» **TASK REQUIREMENTS**: Check every line of the data for the string "jacket" and copy the ones that have it.

» **DATASET RECORDS**:
**********

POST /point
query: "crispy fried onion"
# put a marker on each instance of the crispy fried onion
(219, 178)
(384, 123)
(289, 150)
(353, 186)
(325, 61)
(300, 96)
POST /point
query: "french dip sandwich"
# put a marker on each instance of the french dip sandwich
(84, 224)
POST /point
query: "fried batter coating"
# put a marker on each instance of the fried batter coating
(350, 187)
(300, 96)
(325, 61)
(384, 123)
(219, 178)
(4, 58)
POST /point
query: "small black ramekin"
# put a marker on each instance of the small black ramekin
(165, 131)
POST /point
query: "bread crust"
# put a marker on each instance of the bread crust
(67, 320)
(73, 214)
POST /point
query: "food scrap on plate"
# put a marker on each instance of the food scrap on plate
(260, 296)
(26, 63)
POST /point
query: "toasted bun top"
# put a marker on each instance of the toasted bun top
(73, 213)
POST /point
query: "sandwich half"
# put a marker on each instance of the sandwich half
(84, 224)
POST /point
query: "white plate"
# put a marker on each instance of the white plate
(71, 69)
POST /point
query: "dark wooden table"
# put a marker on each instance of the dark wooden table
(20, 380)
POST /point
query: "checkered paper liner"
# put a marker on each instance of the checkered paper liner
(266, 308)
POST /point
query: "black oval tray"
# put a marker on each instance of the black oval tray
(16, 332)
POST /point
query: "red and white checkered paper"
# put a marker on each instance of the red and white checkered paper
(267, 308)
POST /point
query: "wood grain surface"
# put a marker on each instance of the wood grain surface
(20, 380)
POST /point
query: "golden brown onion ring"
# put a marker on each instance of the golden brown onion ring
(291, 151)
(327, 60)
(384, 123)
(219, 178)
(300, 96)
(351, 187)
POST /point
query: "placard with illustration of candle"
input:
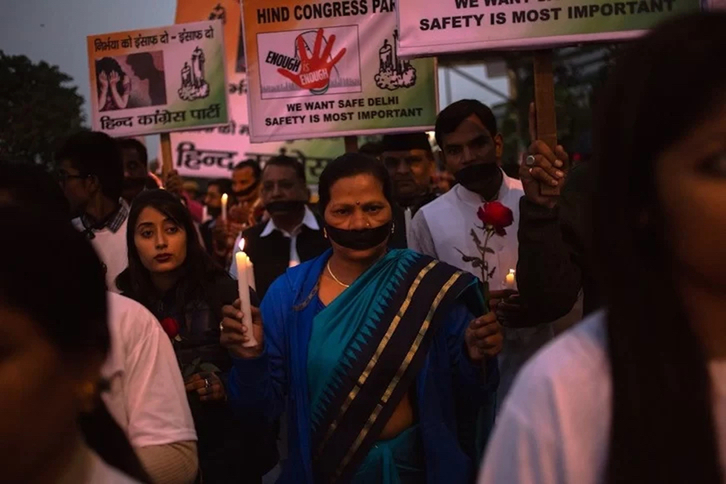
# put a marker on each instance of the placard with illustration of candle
(510, 279)
(244, 274)
(225, 197)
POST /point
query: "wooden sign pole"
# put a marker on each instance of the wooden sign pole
(544, 102)
(351, 144)
(166, 158)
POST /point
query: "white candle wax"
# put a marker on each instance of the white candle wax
(224, 207)
(407, 219)
(251, 275)
(243, 269)
(510, 279)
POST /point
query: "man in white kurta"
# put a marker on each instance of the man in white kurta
(467, 134)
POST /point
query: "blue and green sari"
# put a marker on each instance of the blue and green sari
(365, 351)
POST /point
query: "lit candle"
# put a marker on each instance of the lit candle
(224, 208)
(244, 273)
(510, 279)
(407, 219)
(251, 275)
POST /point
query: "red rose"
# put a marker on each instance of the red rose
(170, 326)
(496, 215)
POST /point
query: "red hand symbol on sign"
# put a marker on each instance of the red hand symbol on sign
(315, 70)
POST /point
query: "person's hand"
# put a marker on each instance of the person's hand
(510, 312)
(541, 167)
(234, 333)
(174, 183)
(484, 337)
(114, 78)
(318, 62)
(207, 385)
(496, 297)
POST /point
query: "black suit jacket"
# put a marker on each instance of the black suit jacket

**********

» **SOLUTION**:
query: "black suit jacket"
# put a marker on each instance of the black suit jacket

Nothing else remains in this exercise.